:: Task inputs ::
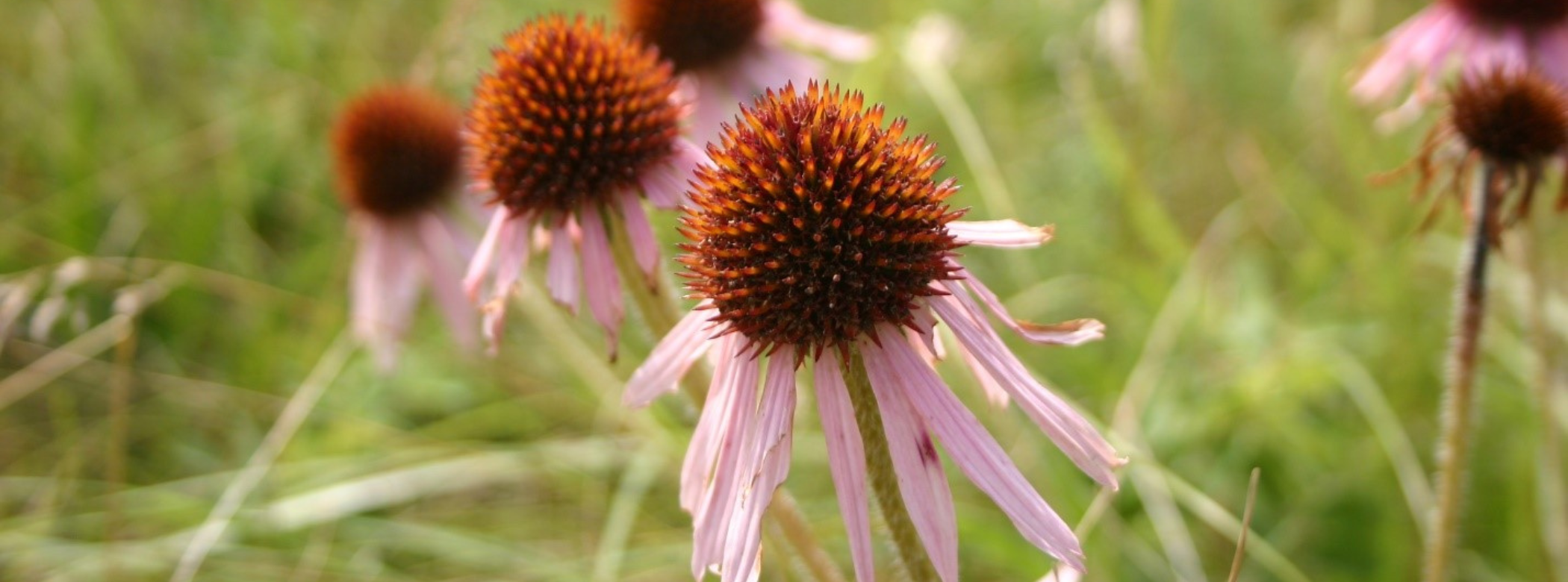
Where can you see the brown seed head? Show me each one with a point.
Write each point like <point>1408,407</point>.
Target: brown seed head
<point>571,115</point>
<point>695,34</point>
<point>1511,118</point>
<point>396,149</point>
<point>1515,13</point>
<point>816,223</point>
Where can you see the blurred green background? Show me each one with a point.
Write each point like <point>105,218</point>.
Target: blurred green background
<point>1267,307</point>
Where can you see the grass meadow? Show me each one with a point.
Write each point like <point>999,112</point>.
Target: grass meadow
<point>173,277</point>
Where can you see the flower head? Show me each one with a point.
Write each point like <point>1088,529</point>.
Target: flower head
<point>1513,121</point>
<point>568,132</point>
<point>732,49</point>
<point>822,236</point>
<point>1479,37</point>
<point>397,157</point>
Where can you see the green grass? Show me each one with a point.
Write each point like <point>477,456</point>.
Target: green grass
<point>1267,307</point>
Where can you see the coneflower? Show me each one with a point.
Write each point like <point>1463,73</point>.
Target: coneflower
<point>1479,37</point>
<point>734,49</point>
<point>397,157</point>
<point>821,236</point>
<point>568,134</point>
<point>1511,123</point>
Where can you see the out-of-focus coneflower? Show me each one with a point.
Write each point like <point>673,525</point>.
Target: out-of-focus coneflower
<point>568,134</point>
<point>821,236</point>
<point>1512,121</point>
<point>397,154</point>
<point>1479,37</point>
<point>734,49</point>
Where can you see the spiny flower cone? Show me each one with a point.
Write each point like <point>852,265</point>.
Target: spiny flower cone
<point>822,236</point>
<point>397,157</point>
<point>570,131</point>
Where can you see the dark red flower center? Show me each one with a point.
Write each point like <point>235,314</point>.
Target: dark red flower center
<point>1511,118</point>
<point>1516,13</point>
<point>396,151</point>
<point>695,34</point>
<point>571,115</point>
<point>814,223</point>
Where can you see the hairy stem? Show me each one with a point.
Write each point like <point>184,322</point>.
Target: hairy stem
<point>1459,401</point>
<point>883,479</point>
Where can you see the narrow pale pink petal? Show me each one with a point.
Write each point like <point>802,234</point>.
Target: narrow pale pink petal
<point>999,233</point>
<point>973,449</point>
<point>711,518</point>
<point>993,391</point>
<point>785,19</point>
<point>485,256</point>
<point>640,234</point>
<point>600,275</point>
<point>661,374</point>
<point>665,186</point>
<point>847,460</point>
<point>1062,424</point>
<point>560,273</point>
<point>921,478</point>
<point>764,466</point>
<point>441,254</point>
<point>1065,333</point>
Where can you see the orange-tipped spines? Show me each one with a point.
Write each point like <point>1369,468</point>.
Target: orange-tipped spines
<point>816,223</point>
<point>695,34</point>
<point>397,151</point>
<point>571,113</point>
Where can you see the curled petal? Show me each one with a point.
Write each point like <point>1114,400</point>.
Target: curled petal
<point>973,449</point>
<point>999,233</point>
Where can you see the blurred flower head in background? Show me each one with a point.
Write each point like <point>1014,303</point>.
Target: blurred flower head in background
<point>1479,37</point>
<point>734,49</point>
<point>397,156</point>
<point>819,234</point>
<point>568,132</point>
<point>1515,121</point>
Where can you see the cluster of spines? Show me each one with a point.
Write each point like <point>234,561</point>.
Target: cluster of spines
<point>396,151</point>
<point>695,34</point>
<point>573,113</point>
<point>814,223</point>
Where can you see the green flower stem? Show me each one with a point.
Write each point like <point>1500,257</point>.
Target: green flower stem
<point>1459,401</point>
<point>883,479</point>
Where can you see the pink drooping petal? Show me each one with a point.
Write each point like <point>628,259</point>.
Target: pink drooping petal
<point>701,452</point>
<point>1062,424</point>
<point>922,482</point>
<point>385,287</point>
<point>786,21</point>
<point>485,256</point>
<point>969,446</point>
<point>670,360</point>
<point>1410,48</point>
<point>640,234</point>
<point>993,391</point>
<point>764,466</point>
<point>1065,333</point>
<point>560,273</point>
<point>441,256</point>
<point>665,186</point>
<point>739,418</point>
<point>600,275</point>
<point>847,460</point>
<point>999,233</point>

:: Exercise ::
What is needed is a verbatim copy of the entries, leaving out any pictures.

:: Solution to the problem ::
Where can you see the brown seed head? Show me each one with a point.
Write each point like <point>1408,407</point>.
Target: brown seed head
<point>571,115</point>
<point>695,34</point>
<point>1511,118</point>
<point>396,149</point>
<point>1515,13</point>
<point>816,223</point>
Where can you see the blurred green background? Show me each one with a point.
Write each point like <point>105,218</point>.
Target: blurred green background
<point>1267,307</point>
Where can you see the grass meadow? Show me each one with a point.
Write each point like <point>999,112</point>.
Target: grass meadow
<point>173,277</point>
Where can you see the flower head? Show me each one with a point.
Write each point like <point>1088,529</point>.
Target: flower head
<point>1513,121</point>
<point>568,132</point>
<point>732,49</point>
<point>822,236</point>
<point>1479,37</point>
<point>397,157</point>
Where can you see the green grass? Show me each one with a point.
Write each point like <point>477,456</point>.
Target: green grass
<point>1267,307</point>
Where can you see the coneflower? Show me each one with a point.
Write each point like <point>1463,73</point>.
Target: coneflower
<point>1479,37</point>
<point>734,49</point>
<point>397,157</point>
<point>821,236</point>
<point>568,134</point>
<point>1511,123</point>
Where can you see the out-of-focus coneflower? Show me each one with a point.
Write each point like <point>673,525</point>.
Target: out-of-focus coneflower
<point>568,134</point>
<point>821,236</point>
<point>1512,121</point>
<point>397,154</point>
<point>1479,37</point>
<point>734,49</point>
Where can you see the spiny flower cone? Show me each one with a point.
Write each point like <point>852,265</point>.
Target: spiny flower cone
<point>822,236</point>
<point>397,157</point>
<point>570,131</point>
Where can you see the dark red flower center? Show me each one with a point.
Write each point like <point>235,314</point>.
Target: dark red flower center
<point>1511,118</point>
<point>1516,13</point>
<point>396,151</point>
<point>695,34</point>
<point>571,115</point>
<point>814,223</point>
Where can you see the hairy stem? Show me each one with a point.
Write each point like <point>184,322</point>.
Target: hairy stem
<point>1459,401</point>
<point>883,479</point>
Where can you see the narrow pale pink petal? Show me each one with a point.
Write each point like <point>802,234</point>.
Target: narrow pale pink petal
<point>999,233</point>
<point>973,449</point>
<point>711,518</point>
<point>993,391</point>
<point>785,19</point>
<point>485,256</point>
<point>640,234</point>
<point>600,275</point>
<point>661,374</point>
<point>665,186</point>
<point>847,460</point>
<point>1062,424</point>
<point>560,273</point>
<point>921,478</point>
<point>764,466</point>
<point>441,254</point>
<point>1065,333</point>
Where can you see the orange-tipped spines? Show me each one with a point.
Write each point like <point>1369,468</point>.
Target: orange-tipped spines
<point>816,223</point>
<point>695,34</point>
<point>397,151</point>
<point>571,113</point>
Where can you see the curled petal? Show me each one with a point.
Write each point like <point>1114,400</point>.
Target: curled petal
<point>973,449</point>
<point>999,233</point>
Where can you see the blurred flower head in background? Show me each one with a point.
Write each point like <point>1014,303</point>.
Target: blurred flower head in background
<point>1479,37</point>
<point>734,49</point>
<point>397,156</point>
<point>819,234</point>
<point>568,132</point>
<point>1515,121</point>
Where can you see the cluster of spines? Show me each one with a point.
Write each point like <point>234,561</point>.
Target: cluster of spines
<point>396,151</point>
<point>695,34</point>
<point>573,113</point>
<point>814,223</point>
Where can you see the green flower stem? Show me each one with a point.
Write each point like <point>1500,257</point>.
Target: green flower stem
<point>1459,401</point>
<point>883,479</point>
Where can you see the pink drooping petal? Show me each one with a point.
Write each point like <point>628,259</point>.
Target: pink drooping petal
<point>701,452</point>
<point>1062,424</point>
<point>922,482</point>
<point>385,287</point>
<point>786,21</point>
<point>485,256</point>
<point>969,446</point>
<point>670,360</point>
<point>1410,48</point>
<point>640,234</point>
<point>993,391</point>
<point>764,466</point>
<point>1065,333</point>
<point>560,273</point>
<point>441,256</point>
<point>665,186</point>
<point>739,418</point>
<point>600,275</point>
<point>847,460</point>
<point>999,233</point>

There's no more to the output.